Aim ::
In the records below, select every line that contains the word "orange" and copy each of those lines.

Stored rows ::
□ □ □ □

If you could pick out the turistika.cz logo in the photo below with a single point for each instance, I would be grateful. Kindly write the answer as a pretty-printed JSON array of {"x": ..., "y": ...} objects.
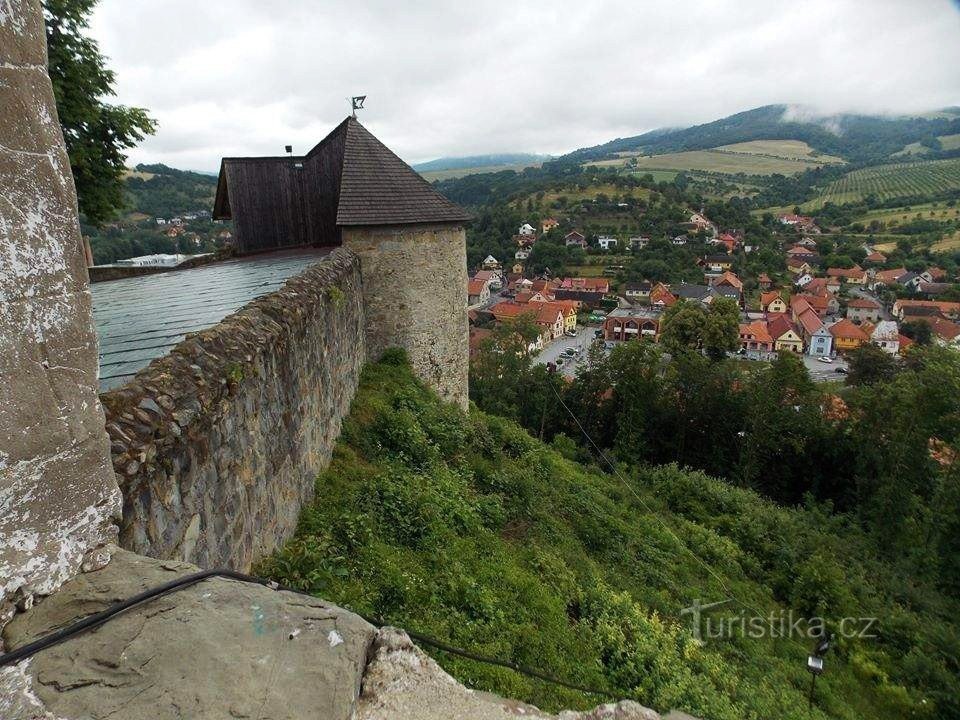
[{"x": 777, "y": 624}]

□ □ □ □

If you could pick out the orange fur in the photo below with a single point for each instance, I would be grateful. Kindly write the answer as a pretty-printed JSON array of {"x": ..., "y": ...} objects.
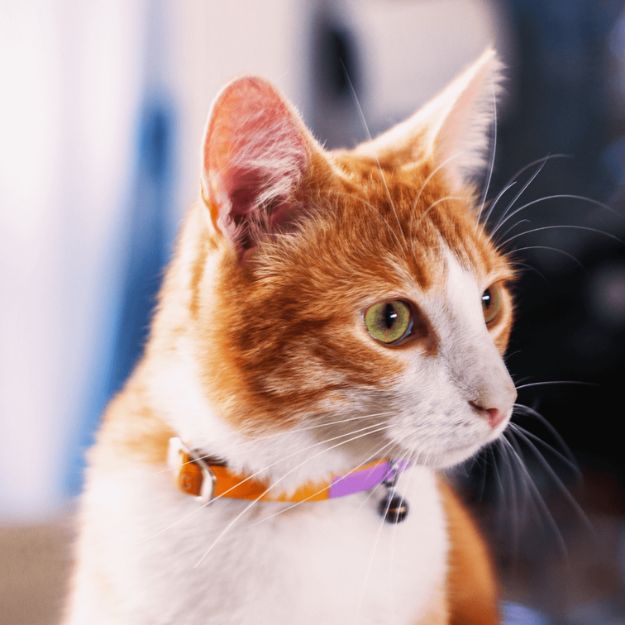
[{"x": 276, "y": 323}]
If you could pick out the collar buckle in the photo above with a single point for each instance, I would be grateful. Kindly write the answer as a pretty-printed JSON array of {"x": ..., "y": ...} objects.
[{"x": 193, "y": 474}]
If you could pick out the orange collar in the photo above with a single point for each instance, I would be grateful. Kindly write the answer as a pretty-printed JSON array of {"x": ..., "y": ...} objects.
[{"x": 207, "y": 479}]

□ □ □ □

Task result ::
If you could pick out the orange fur in the photo below with a single point for each instance, I would be grateful. Kindly write the answer as a pretty-printed JSON array of {"x": ..., "y": ...} objects.
If you could pick out the orange collar in the photo above with a single point for each instance, I would be grateful. Kindly write the answer as a pretty-printed JSON array of {"x": ..., "y": ...} objects.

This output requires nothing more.